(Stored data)
++++

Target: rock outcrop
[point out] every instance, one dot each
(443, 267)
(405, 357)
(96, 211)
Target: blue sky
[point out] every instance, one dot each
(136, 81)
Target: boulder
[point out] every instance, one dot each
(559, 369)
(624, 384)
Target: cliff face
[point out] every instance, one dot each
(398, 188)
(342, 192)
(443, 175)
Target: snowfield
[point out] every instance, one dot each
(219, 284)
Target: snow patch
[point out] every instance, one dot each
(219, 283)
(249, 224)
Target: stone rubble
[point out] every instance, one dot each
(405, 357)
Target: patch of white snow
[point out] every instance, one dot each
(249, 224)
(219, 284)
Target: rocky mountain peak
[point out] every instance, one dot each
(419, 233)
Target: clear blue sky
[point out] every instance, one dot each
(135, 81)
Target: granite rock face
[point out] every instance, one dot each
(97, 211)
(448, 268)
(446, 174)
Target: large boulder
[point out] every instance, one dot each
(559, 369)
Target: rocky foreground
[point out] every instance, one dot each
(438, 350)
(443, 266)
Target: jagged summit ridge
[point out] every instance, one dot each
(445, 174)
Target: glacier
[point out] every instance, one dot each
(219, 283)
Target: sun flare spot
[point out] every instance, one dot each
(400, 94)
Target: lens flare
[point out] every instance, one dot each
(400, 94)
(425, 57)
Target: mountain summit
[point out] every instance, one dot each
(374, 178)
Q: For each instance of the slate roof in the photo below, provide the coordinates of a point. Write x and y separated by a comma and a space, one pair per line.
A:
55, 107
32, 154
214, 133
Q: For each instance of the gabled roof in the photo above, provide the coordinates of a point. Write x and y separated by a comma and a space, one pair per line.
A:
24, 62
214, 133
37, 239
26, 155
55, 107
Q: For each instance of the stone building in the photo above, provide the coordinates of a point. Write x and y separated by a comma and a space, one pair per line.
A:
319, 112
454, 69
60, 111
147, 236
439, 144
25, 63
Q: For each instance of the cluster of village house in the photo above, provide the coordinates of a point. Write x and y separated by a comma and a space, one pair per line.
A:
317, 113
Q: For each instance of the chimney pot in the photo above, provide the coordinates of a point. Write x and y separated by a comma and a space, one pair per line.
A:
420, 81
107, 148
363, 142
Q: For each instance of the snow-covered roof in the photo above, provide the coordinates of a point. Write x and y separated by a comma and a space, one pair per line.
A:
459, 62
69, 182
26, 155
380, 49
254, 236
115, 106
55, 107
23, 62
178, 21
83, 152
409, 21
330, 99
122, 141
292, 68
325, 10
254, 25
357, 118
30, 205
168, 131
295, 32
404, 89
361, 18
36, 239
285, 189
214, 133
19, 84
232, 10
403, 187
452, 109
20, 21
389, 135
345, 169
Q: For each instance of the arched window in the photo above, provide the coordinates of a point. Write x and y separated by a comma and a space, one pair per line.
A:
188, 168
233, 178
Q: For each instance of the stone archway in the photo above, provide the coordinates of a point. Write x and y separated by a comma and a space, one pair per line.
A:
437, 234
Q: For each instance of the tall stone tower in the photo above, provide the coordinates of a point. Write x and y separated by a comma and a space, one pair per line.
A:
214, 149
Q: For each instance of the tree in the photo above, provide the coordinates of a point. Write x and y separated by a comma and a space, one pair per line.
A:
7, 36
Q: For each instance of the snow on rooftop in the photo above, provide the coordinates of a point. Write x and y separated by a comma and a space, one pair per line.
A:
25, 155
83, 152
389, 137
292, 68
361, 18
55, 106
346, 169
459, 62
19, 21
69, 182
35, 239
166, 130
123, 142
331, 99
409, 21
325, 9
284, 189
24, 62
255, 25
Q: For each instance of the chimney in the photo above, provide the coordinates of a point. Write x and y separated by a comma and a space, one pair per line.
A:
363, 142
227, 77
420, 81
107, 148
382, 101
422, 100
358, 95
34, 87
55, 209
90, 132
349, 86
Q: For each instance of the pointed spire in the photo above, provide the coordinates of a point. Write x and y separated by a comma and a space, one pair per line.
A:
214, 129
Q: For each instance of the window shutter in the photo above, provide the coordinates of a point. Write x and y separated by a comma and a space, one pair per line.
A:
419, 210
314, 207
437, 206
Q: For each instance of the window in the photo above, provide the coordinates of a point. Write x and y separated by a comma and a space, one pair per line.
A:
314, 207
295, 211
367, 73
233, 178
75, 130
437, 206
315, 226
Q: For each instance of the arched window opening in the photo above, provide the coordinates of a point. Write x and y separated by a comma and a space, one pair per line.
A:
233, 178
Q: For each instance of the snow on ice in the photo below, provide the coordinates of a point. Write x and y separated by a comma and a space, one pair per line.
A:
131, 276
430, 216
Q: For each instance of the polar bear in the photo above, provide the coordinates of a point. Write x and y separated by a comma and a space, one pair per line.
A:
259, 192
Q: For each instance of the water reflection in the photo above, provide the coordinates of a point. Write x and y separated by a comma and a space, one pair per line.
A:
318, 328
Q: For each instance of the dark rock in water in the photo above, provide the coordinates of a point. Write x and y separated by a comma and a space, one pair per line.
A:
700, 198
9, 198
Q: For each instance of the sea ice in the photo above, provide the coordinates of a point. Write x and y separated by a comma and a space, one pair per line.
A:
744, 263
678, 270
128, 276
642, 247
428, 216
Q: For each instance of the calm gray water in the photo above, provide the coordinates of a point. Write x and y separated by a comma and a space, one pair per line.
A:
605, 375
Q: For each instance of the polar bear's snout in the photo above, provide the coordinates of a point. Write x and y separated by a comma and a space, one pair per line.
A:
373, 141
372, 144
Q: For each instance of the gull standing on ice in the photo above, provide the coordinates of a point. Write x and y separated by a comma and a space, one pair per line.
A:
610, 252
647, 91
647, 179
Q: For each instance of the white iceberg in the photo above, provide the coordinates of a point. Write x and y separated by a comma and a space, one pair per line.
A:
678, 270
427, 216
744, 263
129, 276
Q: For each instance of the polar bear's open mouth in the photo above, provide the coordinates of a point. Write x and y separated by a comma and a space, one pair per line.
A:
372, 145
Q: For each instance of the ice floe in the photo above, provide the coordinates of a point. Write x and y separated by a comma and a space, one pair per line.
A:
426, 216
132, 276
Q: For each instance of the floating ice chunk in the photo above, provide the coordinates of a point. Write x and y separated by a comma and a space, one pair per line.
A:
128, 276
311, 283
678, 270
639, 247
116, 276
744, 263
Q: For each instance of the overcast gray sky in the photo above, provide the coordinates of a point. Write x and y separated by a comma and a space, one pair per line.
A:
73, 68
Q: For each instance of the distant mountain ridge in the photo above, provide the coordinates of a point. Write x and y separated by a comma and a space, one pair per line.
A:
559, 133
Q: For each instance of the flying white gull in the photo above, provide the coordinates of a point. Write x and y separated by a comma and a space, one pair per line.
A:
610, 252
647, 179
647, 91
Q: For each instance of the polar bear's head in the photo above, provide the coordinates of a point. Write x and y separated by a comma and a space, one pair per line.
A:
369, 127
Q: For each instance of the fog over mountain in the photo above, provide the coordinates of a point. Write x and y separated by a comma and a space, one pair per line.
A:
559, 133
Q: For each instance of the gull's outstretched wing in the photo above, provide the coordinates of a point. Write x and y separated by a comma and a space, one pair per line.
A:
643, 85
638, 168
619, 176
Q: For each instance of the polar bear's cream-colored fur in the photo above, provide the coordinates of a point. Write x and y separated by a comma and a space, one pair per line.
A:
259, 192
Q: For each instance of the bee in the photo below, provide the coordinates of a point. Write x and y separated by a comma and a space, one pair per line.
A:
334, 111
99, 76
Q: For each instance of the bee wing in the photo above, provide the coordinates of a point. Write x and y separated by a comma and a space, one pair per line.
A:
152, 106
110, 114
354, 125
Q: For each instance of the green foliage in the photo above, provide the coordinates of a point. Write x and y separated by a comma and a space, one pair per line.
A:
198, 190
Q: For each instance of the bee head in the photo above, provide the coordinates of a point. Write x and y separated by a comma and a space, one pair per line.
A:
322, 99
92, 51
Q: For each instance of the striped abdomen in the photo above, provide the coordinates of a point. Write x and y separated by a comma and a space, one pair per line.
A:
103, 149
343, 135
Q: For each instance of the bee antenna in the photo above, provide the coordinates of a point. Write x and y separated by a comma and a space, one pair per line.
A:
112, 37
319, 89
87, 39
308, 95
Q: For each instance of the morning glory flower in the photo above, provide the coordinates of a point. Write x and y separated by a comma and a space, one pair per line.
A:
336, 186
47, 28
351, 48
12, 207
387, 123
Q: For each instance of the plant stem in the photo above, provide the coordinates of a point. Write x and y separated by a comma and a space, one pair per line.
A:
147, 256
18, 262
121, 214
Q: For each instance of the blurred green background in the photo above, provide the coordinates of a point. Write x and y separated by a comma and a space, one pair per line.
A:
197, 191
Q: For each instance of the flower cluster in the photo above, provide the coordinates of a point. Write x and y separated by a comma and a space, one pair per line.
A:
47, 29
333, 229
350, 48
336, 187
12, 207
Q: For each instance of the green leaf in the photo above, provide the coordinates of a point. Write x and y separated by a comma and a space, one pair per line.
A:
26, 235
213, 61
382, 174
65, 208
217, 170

++++

**Aim**
Could you rewrite the records starting at the line that contains "Q: For each instance of the blurred" and ending at the end of the records, with "provide" swapped for "give" and everything else left the same?

**Final answer**
Q: For each instance of the blurred green background in the photo above, give the coordinates of a point. Write x and y separated by a comma and a space, one pair per line.
A:
197, 191
Q: For each instance of the flower cluster in the photo above, give the coordinates of a point. Write x and y separated by a comma and a space, one pair per line.
A:
47, 29
333, 229
350, 48
336, 187
12, 207
Q: For each instance of the green leaf in the photo above, give the coordinates of a point. Write x and y separated by a comma and a space, one pair per line.
A:
26, 235
213, 61
382, 174
65, 208
217, 170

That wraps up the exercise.